Brief> Whenever a line in the data below includes the string "ball", copy it out.

──────────────────────────────

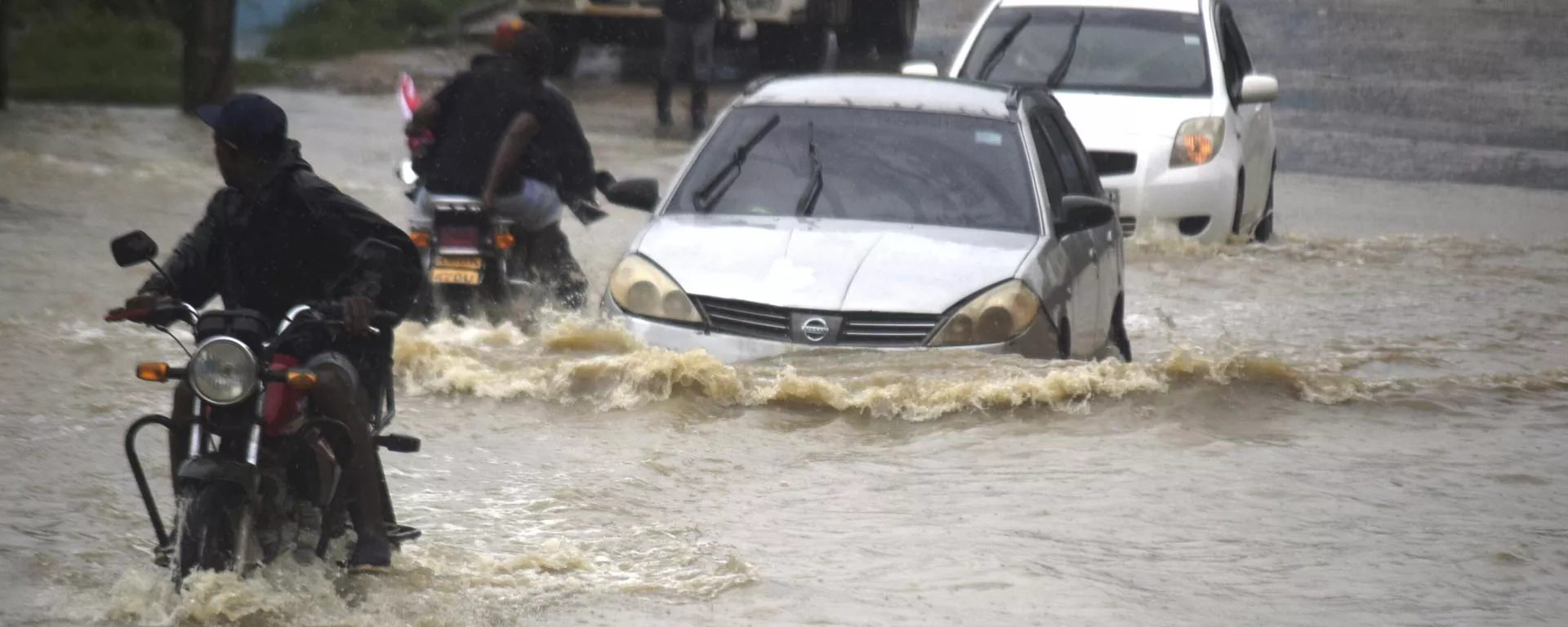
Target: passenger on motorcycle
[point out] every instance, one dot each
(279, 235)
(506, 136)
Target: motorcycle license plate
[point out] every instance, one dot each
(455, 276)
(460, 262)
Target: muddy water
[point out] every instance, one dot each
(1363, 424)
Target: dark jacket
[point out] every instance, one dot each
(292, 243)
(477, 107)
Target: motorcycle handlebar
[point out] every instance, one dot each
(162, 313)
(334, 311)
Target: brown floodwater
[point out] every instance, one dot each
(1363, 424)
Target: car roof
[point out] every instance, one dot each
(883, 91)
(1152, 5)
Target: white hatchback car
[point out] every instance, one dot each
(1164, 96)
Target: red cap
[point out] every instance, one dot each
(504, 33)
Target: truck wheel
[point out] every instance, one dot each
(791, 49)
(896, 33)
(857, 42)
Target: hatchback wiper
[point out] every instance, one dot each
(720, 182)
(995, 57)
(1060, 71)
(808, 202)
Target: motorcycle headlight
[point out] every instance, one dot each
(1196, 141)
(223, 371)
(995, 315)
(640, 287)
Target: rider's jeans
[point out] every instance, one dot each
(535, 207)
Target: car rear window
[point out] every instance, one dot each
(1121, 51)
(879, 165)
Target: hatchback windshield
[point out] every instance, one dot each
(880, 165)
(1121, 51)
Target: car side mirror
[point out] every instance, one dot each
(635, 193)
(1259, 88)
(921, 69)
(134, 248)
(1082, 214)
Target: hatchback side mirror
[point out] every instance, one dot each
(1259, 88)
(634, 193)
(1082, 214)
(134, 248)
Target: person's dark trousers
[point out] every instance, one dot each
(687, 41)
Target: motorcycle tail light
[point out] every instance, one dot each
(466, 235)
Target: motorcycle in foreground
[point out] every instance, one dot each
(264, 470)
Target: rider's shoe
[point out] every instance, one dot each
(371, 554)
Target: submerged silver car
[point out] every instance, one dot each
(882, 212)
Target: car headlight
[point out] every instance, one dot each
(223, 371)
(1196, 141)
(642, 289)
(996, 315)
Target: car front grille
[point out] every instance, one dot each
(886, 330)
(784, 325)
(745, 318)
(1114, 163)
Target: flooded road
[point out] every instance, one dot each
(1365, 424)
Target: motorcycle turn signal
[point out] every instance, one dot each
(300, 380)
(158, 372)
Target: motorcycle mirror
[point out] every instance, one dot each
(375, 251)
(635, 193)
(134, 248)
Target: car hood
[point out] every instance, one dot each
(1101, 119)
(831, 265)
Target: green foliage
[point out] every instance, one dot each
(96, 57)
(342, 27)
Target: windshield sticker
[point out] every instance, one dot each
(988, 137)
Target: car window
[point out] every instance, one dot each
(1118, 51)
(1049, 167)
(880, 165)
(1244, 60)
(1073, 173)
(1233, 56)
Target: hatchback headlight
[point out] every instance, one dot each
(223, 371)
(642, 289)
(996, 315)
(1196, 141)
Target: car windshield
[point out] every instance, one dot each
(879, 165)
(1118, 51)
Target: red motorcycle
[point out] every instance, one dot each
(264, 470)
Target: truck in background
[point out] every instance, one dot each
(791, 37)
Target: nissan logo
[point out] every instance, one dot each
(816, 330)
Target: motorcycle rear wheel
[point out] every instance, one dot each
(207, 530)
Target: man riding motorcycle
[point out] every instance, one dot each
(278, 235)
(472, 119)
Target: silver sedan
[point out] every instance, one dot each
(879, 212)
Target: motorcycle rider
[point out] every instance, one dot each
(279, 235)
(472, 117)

──────────────────────────────

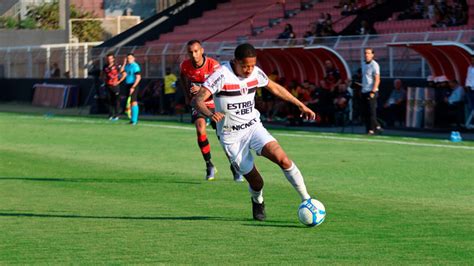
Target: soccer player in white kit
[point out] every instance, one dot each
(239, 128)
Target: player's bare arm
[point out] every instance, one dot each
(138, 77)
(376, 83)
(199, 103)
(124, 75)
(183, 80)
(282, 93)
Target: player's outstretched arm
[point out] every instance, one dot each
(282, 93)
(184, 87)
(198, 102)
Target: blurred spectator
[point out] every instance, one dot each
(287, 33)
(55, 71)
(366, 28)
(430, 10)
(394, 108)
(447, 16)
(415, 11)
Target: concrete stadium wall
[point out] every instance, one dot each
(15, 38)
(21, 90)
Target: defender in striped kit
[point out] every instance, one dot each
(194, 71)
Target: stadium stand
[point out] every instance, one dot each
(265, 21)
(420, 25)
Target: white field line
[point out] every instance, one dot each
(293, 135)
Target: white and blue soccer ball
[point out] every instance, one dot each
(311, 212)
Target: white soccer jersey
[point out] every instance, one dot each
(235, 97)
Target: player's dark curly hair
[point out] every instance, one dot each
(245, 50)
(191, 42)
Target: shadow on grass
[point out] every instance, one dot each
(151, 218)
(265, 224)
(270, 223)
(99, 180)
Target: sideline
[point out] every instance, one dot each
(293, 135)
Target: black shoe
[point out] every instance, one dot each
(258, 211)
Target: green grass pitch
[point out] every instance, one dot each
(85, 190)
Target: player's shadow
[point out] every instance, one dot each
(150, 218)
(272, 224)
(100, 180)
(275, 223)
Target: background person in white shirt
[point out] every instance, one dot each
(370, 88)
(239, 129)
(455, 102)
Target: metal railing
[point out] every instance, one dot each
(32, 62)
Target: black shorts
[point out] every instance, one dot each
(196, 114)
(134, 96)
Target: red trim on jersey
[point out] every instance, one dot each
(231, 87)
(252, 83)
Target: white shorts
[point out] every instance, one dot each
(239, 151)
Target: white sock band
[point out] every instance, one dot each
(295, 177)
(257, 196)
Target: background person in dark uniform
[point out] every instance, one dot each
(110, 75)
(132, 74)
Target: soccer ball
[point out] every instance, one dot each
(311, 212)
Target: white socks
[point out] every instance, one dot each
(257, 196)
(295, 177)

──────────────────────────────

Task solution>
Target: white and blue soccer ball
Target: soccer ball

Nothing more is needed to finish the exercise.